BRIEF:
Pick out every line of the records below that contains the word "molding", matching case exactly, and copy each one.

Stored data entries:

++++++++++

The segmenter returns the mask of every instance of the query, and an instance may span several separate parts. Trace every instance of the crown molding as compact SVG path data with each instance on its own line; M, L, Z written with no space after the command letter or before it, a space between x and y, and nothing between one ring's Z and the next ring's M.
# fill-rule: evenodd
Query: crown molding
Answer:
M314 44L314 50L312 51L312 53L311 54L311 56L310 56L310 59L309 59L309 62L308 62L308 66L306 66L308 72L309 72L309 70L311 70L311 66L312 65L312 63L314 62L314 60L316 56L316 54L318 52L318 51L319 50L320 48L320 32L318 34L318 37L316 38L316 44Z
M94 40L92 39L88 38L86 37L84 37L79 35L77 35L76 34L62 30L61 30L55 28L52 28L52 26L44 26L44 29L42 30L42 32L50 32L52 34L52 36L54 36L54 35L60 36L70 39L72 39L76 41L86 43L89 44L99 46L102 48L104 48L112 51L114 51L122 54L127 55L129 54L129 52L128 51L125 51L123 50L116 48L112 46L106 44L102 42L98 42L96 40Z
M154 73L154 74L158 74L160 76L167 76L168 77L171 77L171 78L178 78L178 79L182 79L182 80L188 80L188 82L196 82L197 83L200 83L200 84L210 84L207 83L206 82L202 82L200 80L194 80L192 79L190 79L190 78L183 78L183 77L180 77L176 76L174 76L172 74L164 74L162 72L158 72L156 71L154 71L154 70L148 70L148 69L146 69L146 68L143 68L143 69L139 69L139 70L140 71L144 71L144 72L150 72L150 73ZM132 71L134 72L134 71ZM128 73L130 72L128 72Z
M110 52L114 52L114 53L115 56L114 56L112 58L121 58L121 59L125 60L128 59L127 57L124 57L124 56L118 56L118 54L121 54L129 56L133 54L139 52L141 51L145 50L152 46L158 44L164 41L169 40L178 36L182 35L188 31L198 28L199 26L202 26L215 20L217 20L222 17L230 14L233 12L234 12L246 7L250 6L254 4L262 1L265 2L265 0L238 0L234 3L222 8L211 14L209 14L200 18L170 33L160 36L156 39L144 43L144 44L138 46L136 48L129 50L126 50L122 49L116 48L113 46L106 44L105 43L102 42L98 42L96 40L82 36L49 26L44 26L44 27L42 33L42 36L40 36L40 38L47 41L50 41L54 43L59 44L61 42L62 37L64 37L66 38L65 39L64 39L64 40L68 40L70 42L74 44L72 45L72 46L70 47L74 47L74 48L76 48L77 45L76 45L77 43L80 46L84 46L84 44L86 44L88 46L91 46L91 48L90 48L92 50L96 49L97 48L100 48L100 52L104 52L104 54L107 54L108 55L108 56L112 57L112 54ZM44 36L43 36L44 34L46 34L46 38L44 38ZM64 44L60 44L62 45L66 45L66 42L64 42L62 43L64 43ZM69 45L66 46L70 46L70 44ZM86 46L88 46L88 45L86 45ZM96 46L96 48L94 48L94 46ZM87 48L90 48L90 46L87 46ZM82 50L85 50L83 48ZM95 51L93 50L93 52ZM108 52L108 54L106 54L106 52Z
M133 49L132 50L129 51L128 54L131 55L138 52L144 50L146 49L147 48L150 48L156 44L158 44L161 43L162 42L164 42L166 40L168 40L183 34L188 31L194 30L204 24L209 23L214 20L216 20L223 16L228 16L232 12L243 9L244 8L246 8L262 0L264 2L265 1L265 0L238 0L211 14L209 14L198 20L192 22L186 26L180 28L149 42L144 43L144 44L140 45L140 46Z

++++++++++

RIGHT ANSWER:
The segmenter returns the mask of every instance of the query, and an instance may span several separate parts. Trace every instance of the crown molding as compact SVG path data with each instance on its own line; M, L, Z written with no space after the command letter or before it, a space between x and y, and nothing between one ring's Z and the next ring's M.
Query: crown molding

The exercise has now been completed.